Data listing >>

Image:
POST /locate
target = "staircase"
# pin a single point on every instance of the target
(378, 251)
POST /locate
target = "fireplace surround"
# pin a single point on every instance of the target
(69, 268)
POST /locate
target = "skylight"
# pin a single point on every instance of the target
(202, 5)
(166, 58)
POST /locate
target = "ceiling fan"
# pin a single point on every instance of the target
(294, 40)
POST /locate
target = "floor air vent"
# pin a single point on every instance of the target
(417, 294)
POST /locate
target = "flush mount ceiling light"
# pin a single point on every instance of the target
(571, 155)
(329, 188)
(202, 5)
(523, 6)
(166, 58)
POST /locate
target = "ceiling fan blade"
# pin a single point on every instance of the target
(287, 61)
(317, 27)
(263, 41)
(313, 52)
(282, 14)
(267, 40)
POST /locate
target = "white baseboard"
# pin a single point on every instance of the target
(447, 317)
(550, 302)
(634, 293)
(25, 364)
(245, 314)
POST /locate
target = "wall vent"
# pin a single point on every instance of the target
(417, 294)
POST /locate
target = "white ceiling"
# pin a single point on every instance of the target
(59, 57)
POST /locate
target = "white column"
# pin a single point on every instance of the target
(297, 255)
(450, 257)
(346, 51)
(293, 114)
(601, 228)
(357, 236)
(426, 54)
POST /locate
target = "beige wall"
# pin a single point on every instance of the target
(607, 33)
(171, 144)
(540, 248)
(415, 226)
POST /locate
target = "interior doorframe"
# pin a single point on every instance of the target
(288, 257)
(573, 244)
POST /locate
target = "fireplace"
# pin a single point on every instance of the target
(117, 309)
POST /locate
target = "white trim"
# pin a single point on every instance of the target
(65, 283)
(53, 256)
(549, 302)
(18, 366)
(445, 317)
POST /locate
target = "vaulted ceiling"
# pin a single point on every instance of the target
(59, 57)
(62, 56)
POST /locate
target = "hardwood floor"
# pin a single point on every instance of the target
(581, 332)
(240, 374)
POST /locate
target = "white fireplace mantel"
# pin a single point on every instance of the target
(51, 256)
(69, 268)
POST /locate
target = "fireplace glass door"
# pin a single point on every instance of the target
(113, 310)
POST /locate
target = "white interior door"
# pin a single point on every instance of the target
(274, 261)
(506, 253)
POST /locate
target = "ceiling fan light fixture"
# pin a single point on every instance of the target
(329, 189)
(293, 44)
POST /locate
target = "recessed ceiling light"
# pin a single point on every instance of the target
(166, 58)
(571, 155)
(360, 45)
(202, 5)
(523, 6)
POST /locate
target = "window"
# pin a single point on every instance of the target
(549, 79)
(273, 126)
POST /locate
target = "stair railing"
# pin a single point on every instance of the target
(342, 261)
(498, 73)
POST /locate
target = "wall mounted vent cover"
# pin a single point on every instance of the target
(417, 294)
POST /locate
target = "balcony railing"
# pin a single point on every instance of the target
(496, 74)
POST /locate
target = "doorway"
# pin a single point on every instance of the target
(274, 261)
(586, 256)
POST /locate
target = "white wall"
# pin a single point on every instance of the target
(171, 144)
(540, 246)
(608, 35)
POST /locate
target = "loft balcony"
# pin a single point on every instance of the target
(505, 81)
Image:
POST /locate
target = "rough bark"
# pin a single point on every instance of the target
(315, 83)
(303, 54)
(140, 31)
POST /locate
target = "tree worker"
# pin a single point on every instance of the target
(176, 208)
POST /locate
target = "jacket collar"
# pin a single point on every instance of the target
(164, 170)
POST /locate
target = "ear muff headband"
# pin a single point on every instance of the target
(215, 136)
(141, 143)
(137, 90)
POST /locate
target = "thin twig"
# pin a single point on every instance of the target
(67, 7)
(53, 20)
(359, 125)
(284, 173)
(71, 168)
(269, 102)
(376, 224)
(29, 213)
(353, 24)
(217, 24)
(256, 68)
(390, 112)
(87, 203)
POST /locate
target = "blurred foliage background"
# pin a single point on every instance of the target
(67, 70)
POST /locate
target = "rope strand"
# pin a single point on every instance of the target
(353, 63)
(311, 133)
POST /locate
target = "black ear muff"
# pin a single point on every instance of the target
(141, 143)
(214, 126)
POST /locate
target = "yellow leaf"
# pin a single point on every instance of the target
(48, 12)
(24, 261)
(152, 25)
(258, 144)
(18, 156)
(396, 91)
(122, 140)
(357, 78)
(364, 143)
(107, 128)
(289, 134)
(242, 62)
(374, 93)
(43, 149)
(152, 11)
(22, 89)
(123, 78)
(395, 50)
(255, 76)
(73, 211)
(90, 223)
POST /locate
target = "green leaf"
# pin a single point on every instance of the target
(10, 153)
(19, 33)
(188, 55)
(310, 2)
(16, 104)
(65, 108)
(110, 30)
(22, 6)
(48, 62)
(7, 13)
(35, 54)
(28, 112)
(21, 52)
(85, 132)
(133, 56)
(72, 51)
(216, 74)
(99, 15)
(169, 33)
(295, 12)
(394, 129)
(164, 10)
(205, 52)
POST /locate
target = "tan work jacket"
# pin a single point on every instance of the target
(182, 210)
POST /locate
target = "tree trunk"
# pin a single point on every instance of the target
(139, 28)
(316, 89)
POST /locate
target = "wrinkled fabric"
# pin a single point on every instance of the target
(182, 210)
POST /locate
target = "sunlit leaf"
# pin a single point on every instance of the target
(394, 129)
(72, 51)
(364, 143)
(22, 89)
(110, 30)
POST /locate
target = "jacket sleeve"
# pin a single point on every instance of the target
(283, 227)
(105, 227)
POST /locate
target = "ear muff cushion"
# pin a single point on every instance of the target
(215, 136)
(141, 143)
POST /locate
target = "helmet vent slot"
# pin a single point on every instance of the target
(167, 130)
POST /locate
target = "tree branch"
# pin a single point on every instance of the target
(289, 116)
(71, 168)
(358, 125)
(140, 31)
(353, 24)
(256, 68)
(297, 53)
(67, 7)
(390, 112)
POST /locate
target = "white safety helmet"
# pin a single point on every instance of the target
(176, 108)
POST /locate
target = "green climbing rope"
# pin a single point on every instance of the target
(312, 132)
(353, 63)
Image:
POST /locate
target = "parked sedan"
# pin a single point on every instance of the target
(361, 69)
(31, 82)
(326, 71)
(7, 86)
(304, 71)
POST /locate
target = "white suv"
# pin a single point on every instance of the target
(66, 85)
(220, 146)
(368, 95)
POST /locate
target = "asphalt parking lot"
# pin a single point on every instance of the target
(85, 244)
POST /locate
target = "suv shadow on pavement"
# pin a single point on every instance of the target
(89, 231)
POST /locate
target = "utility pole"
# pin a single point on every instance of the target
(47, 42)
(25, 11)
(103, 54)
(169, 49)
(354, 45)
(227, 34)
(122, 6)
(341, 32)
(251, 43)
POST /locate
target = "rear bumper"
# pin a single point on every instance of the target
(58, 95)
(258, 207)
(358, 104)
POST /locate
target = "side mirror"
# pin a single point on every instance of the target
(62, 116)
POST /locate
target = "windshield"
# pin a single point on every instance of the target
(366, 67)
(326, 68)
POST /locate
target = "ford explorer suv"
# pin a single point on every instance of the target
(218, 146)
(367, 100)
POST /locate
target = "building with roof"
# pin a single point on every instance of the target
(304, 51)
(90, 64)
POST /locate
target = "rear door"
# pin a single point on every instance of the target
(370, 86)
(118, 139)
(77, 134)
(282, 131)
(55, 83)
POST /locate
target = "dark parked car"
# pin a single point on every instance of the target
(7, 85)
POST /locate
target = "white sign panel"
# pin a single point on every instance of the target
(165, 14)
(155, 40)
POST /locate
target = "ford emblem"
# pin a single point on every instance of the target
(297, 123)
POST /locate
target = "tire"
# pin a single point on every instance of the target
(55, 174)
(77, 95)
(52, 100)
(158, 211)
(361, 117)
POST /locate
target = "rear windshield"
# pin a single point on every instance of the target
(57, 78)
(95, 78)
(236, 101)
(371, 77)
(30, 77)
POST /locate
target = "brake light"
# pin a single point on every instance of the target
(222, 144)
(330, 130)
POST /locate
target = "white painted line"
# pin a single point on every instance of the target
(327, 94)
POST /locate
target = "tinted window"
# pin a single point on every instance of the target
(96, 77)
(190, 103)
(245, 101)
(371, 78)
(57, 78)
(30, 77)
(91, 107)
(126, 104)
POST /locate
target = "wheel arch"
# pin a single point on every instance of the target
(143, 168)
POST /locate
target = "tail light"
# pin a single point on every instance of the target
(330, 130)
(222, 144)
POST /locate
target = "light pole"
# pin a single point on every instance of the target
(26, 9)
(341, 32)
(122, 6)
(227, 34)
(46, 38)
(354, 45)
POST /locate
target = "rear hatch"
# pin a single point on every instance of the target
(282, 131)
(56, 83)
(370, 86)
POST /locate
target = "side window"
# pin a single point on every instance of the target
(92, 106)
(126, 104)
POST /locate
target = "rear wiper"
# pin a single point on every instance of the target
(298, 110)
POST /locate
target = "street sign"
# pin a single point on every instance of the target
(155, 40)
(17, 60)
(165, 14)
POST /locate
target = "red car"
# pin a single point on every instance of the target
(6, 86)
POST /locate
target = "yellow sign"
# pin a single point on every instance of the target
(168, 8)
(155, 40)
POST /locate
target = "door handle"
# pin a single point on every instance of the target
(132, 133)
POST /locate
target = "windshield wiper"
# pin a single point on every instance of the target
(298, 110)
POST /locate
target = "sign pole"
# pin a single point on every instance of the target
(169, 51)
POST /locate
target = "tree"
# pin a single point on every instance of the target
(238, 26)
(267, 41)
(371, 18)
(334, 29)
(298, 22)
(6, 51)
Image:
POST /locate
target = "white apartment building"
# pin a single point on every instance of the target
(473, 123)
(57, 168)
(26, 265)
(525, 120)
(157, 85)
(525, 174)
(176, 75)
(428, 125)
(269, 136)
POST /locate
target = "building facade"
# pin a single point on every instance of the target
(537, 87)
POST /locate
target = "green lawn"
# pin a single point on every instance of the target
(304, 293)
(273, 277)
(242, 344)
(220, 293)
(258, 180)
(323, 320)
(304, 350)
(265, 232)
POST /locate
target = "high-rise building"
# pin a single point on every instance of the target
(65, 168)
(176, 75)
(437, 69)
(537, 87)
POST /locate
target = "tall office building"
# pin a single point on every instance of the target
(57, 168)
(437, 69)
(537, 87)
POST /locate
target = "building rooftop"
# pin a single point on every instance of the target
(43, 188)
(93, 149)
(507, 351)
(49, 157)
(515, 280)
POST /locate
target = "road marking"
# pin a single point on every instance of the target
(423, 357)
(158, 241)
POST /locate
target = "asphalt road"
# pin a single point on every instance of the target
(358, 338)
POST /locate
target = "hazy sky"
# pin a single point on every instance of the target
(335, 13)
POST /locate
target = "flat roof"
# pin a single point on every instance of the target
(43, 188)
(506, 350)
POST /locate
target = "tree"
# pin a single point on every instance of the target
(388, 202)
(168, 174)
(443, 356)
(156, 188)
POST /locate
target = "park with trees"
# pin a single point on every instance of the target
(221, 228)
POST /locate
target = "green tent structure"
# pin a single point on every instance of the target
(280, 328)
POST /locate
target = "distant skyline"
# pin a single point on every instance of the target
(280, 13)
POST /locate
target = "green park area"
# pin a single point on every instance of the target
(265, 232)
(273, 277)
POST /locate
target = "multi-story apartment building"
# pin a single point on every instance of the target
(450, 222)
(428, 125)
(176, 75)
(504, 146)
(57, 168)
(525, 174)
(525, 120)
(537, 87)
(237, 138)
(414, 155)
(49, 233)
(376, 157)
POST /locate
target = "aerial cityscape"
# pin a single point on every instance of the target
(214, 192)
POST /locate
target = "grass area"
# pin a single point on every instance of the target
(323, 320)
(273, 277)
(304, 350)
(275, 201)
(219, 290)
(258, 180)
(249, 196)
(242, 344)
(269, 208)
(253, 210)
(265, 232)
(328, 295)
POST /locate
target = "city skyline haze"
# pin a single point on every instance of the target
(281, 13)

Your goal >>
Each line of the entries above that contains "side" is to be copied.

Task answer >>
target = "side mirror"
target = "side window"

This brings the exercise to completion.